Quoted text ->
** start **

We'll copy the same approach used by the FT, and other analysis based on this dataset. (Thanks Ewan Kirk for contributing to this!)

In [30]:
def timeline_lag(df, df_to_shift, rate): 
# Calculate based on df, but then shift in df_to_shift
# Eg. for normalized time series makes more sense to shift based on unnormalized

    df_to_shift = df_to_shift.copy()
    
    # Lag each column so it starts with the rate
    for col in df.columns.values:
        try:
            shift = df.index.get_loc(df[df[col] > rate].index[0])
        except IndexError:
            shift = df_confirmed.shape[0]

        df_to_shift[col] = df_to_shift[col].shift(-1*shift)
    
    df_to_shift['NumDays'] = range(0, df_to_shift.shape[0])
    df_to_shift.set_index('NumDays', inplace=True)
        
    return df_to_shift

df_confirmed_agg_lag_ft = timeline_lag(df_confirmed_agg, df_confirmed_agg, 100)
df_deaths_agg_lag_ft = timeline_lag(df_deaths_agg, df_deaths_agg, 10)

df_confirmed_oecd_normalized_lag_ft = timeline_lag(df_confirmed_agg, df_confirmed_oecd_normalized, 100)
df_deaths_oecd_normalized_lag_ft = timeline_lag(df_deaths_agg, df_deaths_oecd_normalized, 10)

Let's now plot the lagged time series by days since 100th confirmed case for a few countries.

In [31]:
countries_to_plot = ['Italy', 'United States', 'China', 'United Kingdom', 'Spain', 'France']

ax = df_confirmed_agg_lag_ft[[x + ' confirmed' for x in countries_to_plot]].plot()
ax.set_ylabel("Confirmed cases");
ax.set_xlabel("Days since 100th confirmed case");

To do a log scale, we just need to add one line

In [32]:
countries_to_plot = ['Italy', 'United States', 'China', 'United Kingdom', 'Spain', 'France']

ax = df_confirmed_agg_lag_ft[[x + ' confirmed' for x in countries_to_plot]].plot()
ax.set_yscale('log')
ax.set_ylabel("Confirmed cases (log scale)");
ax.set_xlabel("Days since 100th confirmed case");

We can also plot by confirmed cases/population.

** end **

Short task 1 -> Copy out the rows starting at the line containing "sweatshirt and record integer pixel coordinates." and continuing up to and including the last line of the rows.
The code excerpt above and the rows that follow are unrelated pieces of material.

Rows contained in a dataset

** start **

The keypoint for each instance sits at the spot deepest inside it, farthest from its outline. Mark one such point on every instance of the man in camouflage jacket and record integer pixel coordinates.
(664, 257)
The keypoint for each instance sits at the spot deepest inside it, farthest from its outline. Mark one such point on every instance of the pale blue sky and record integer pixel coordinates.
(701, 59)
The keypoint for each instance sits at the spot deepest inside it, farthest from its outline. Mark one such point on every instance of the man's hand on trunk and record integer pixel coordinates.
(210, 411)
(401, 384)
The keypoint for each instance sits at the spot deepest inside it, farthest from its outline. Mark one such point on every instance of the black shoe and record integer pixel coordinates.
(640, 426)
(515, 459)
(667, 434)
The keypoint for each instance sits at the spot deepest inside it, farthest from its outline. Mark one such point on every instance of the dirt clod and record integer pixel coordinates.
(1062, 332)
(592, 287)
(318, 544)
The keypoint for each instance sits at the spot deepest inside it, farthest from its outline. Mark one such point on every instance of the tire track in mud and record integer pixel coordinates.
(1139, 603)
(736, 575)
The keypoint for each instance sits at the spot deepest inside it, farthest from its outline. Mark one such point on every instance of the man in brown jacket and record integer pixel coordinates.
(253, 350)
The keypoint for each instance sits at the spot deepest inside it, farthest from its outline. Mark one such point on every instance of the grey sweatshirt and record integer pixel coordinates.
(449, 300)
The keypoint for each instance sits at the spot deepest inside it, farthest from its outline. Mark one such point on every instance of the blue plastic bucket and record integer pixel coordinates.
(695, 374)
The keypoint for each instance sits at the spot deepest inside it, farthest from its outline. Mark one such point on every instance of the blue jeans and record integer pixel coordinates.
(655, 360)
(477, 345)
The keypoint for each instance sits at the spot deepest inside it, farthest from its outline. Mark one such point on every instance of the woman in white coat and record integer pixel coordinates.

** end **

Short task 2 -> Rewrite the code excerpt from "df_to_shift = df_to_shift.copy()" up to and including "df_to_shift.set_index('NumDays', inplace=True)", replacing "NumDays" with "DaysElapsed" throughout.

Full output 1 ->
The keypoint for each instance sits at the spot deepest inside it, farthest from its outline. Mark one such point on every instance of the grey sweatshirt and record integer pixel coordinates.
(449, 300)
The keypoint for each instance sits at the spot deepest inside it, farthest from its outline. Mark one such point on every instance of the blue plastic bucket and record integer pixel coordinates.
(695, 374)
The keypoint for each instance sits at the spot deepest inside it, farthest from its outline. Mark one such point on every instance of the blue jeans and record integer pixel coordinates.
(655, 360)
(477, 345)
The keypoint for each instance sits at the spot deepest inside it, farthest from its outline. Mark one such point on every instance of the woman in white coat and record integer pixel coordinates.

Full output 2 ->
df_to_shift = df_to_shift.copy()
    
    # Lag each column so it starts with the rate
    for col in df.columns.values:
        try:
            shift = df.index.get_loc(df[df[col] > rate].index[0])
        except IndexError:
            shift = df_confirmed.shape[0]

        df_to_shift[col] = df_to_shift[col].shift(-1*shift)
    
    df_to_shift['DaysElapsed'] = range(0, df_to_shift.shape[0])
    df_to_shift.set_index('DaysElapsed', inplace=True)